Records for this task:
------------------------

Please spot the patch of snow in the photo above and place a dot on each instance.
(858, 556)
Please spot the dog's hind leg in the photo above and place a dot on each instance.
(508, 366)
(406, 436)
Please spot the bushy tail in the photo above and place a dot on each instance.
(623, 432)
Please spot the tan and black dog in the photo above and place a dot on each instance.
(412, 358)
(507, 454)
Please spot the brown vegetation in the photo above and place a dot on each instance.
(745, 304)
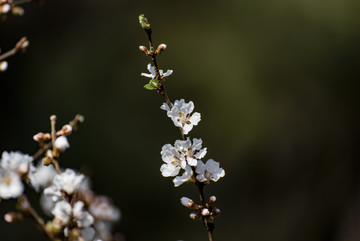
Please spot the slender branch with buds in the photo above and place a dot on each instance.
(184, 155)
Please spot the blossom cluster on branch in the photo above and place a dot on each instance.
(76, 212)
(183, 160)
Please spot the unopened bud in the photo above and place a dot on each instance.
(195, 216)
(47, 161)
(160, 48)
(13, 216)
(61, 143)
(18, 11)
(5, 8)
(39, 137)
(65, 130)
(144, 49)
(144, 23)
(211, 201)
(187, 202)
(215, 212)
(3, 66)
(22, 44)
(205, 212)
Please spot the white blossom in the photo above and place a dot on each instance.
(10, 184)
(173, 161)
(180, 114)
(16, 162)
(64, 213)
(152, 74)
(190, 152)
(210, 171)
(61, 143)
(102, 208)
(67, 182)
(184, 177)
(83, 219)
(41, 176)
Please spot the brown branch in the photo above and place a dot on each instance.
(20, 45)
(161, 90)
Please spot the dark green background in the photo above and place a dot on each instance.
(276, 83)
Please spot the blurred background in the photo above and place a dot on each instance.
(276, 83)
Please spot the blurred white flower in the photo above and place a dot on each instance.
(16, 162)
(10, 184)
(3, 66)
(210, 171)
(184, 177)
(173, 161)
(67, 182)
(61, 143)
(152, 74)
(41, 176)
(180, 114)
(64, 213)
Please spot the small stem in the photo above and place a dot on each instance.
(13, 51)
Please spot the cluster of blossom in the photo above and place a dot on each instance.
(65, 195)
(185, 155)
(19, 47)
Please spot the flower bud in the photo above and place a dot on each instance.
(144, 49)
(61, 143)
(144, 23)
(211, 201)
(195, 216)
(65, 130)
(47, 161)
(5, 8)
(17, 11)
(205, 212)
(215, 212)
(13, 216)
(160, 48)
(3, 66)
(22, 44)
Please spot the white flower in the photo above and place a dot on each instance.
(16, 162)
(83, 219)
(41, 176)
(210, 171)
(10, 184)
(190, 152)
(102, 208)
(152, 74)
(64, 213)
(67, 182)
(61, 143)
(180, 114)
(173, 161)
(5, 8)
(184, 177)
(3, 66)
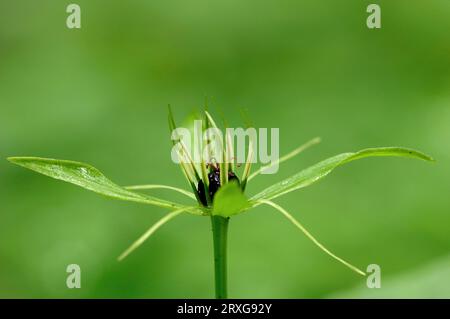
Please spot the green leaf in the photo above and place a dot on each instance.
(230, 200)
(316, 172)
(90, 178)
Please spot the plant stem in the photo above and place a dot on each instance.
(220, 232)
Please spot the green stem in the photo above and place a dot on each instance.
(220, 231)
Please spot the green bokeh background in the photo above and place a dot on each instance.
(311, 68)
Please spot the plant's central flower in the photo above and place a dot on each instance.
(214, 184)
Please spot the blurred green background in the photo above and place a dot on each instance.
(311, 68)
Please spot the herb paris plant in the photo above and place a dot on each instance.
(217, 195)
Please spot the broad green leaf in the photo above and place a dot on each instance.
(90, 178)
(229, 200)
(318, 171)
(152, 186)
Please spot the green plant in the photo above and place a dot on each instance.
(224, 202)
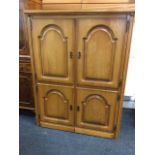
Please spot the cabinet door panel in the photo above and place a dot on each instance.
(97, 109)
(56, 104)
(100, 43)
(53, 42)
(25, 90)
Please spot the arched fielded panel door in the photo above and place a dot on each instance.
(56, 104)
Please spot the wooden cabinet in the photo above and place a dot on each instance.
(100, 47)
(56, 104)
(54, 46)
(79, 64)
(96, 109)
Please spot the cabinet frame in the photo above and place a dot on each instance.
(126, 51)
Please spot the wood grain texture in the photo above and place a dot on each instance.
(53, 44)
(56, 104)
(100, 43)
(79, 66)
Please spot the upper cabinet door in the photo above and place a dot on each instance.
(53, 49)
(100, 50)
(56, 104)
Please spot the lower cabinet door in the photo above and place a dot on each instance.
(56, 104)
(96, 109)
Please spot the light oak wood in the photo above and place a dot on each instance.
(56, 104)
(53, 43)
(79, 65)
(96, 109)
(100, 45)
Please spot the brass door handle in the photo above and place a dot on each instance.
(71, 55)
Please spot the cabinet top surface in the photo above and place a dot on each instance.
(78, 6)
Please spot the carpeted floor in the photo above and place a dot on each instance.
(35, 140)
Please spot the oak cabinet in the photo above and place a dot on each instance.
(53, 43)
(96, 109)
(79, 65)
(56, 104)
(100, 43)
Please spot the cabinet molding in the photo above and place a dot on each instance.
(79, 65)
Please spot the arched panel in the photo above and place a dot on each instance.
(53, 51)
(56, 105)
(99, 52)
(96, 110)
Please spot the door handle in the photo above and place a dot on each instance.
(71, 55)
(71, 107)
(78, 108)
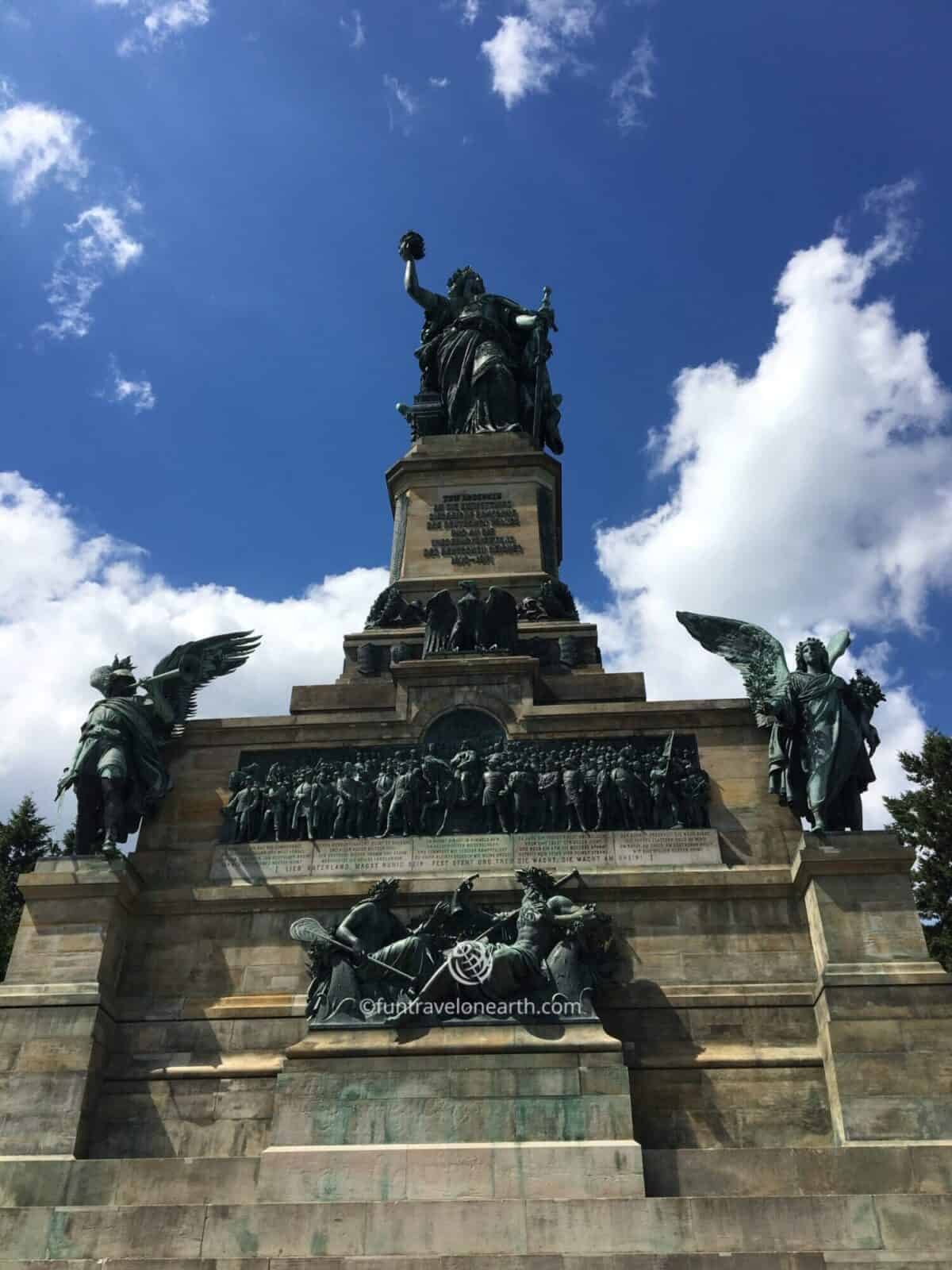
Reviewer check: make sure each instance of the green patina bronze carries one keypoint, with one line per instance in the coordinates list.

------------------------

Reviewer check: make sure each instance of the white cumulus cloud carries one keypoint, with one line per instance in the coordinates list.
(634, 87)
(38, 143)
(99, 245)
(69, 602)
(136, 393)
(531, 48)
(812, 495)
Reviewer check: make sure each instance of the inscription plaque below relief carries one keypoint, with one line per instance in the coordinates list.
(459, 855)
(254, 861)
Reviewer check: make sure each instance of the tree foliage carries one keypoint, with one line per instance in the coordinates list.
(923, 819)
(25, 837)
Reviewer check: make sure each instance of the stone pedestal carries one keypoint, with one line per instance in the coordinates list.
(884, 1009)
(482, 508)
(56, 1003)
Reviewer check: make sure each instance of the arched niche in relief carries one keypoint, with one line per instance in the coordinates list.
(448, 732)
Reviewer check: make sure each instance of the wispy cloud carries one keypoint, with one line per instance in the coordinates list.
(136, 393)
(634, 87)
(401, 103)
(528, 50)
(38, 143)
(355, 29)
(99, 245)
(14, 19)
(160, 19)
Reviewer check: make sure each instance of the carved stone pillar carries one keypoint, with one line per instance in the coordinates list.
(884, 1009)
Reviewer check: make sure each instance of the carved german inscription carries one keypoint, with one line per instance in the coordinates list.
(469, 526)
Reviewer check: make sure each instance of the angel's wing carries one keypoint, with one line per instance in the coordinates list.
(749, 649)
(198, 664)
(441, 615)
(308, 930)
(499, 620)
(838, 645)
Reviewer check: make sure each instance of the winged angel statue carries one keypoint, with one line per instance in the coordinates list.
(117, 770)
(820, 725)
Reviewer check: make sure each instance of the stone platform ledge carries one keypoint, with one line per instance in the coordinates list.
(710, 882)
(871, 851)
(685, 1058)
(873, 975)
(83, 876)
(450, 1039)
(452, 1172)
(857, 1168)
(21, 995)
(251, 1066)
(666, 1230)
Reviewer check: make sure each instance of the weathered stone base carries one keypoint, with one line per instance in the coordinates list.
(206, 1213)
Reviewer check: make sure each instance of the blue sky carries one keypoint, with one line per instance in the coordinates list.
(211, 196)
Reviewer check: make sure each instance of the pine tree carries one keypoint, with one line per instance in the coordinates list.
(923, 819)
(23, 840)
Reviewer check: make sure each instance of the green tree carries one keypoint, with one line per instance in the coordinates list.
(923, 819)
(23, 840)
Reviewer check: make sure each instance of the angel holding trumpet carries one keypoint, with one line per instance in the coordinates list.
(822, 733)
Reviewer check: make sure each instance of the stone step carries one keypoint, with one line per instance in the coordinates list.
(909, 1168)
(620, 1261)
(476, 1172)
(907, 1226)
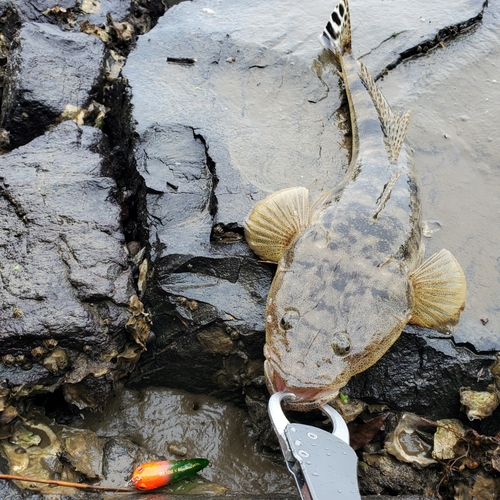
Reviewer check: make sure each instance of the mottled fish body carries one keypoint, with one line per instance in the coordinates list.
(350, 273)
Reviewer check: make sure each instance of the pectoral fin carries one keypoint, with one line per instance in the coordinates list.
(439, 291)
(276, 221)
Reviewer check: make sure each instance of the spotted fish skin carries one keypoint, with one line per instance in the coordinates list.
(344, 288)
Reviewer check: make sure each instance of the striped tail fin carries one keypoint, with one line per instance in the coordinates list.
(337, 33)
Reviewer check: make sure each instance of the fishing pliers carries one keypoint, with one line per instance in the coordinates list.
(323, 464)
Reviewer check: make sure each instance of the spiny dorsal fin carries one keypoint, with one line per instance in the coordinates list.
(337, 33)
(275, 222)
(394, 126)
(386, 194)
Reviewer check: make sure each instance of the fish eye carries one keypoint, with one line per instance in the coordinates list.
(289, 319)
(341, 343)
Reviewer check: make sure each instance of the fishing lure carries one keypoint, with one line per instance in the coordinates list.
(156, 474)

------------------------

Set problem: Tally the lines in the records above that contain the string "background". Reply with the number alone.

Completed task: 4